| Prompt A |
Answer these questions from the Gucci timeline, one per line:
(i) In what year did Guccio Gucci open a leather goods company and small luggage store in Florence?
(ii) On which street in Rome did he open the first store?
(iii) What was the green-red-green web stripe derived from?
| Prompt B |
Find every line in the entries that contains the string "dark", treating uppercase and lowercase as different, and copy each of those lines.

| Selected passage |
Gucci Timeline


Workshop Florence, 1940’s. Credit: Courtesy of Gucci

1921 – Guccio Gucci opened a leather goods company and small luggage store in his native Florence. Though his vision for the brand was inspired by London and the refined aesthetic of English nobility he had witnessed while working in the Savoy Hotel, his goal on returning to Italy was to ally this classy sensibility with the unique skills of his native Italy. Specifically, with the master craftsmanship of local Tuscan artisans.

1930’s – Guccio Gucci started making luggage/suitcases in his workshop in Florence. Within a few years, the label enjoyed such success that the sophisticated international clientele on vacation in Florence thronged to Gucci’s bottega, seeking the equestrian-inspired collection of bags, trunks, gloves, shoes and belts. Many of Guccio’s Italian clients were local horse-riding aristocrats, and their demand for riding gear led Gucci to develop its unique Horse bit icon - an enduring symbol of the fashion house and its increasingly innovative design aesthetic.

In the same decade, Guccio Gucci later created the print which is known as “Diamante’ and is now an icon of the company.

In 1937, he opened the first store on Rome’s Via Condotti.


Craftsmen, Gucci Florence Workshop, 1940’s. Credit: Courtesy of Gucci

1940’s - Faced with a shortage of foreign supplies during the difficult years of Fascist dictatorship in Italy, Gucci began experimenting with atypical luxury materials, like hemp, linen and jute. One of its artisans’ most subtle innovations was burnishing cane to create the handle of the new Bamboo Bag, whose curvy side was inspired by a saddle’s shape. An ingenious example of “necessity as the mother of invention”, the bamboo became the first of Gucci's many iconic products. A favorite of royalty and celebrities alike, the bag with burnished handle remains a huge favorite today.


Aldo Gucci, Gucci Rome Store, 1950’s. Credit: Courtesy of Gucci

1950’s – During the Fifties, Gucci again found equestrian inspiration with its trademark green-red-green web stripe, derived from a traditional saddle girth. Later in the decade, the iconic Gucci loafer with a horse bit was created. Guccio also designed the Gucci Crest as a way of branding the product. Both the horse bit and the green-red-green web became an instant success and an instantly recognizable hallmark of the brand. Opening stores in Milan and New York, Gucci started to build its global presence as a symbol of modern luxury.

| Material to process |
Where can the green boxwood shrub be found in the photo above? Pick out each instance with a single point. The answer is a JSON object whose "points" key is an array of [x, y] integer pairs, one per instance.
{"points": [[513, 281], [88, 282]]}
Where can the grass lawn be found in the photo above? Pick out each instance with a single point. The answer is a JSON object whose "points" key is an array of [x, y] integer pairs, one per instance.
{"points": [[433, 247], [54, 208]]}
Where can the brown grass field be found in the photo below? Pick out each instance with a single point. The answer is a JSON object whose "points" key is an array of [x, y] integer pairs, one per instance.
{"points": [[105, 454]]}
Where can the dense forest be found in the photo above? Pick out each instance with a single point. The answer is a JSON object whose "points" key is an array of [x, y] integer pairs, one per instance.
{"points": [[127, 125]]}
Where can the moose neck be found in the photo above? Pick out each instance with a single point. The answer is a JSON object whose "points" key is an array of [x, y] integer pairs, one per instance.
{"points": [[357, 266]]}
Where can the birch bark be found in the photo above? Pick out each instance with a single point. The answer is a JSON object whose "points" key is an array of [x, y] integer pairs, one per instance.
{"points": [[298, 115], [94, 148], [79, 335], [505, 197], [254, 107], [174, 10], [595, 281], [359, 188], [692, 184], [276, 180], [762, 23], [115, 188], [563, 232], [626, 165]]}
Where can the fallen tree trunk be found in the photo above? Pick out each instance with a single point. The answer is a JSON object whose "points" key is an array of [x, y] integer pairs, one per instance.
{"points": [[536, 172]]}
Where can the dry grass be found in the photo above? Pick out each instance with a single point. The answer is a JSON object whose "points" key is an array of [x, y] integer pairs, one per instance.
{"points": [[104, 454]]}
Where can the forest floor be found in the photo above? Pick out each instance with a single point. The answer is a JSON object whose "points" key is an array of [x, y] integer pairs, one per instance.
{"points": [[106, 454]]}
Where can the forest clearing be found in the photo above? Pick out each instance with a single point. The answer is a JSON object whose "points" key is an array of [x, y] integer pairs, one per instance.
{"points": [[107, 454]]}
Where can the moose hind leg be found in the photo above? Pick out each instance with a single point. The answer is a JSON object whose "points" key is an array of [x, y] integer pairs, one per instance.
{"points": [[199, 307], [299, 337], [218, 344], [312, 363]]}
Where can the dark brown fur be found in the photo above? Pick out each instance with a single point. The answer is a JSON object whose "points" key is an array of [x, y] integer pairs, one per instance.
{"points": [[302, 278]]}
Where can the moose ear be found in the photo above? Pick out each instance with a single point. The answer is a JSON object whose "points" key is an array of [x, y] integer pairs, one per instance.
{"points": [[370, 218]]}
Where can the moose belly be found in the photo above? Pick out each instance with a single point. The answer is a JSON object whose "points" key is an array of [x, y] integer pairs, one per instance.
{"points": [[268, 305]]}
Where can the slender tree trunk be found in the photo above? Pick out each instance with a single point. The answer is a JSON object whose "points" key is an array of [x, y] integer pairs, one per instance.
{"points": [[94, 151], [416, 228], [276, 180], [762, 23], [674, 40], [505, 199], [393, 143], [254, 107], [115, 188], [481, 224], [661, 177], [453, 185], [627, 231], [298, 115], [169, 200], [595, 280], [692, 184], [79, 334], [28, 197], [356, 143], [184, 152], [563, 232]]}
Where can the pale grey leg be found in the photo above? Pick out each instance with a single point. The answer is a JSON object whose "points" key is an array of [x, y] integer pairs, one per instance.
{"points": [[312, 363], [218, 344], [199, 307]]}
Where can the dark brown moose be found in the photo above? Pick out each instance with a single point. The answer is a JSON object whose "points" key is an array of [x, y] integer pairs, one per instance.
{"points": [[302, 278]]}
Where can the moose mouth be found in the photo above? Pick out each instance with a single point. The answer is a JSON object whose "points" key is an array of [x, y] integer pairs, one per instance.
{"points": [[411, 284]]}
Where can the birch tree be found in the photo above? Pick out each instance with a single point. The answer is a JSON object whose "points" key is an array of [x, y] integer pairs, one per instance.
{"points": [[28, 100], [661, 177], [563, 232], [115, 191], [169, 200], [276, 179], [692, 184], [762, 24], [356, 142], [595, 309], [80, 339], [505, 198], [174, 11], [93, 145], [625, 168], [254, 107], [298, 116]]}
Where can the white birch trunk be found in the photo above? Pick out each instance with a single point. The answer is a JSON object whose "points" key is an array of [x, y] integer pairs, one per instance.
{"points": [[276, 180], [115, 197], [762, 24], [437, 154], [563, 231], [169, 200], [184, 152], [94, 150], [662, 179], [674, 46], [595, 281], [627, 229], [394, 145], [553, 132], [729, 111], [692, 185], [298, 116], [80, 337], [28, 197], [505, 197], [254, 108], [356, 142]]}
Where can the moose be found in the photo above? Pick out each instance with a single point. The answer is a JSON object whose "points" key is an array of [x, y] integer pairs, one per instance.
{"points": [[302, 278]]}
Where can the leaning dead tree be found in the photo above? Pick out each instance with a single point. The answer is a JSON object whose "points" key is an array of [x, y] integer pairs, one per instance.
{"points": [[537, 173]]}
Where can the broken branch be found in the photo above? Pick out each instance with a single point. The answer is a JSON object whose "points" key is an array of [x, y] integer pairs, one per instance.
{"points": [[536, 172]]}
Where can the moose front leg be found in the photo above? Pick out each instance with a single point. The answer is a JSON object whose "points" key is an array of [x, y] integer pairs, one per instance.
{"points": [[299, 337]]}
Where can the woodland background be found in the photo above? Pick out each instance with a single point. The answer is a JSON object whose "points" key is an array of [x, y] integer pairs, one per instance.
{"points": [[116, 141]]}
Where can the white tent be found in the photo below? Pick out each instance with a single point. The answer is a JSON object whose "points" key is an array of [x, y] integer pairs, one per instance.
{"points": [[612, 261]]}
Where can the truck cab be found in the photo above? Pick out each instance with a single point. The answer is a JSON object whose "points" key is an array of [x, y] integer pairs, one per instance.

| Task output A |
(i) 1921
(ii) Via Condotti
(iii) A traditional saddle girth

| Task output B |
Where can the dark brown fur be found in the photo above? Pick out each instance with a single point. The answer is a JSON object whose "points" key is an array of [x, y] integer pairs, one per instance.
Where can the dark brown moose be found in the photo above? Pick out each instance with a single point. The answer is a JSON object whose "points" key is an array of [x, y] integer pairs, one per instance.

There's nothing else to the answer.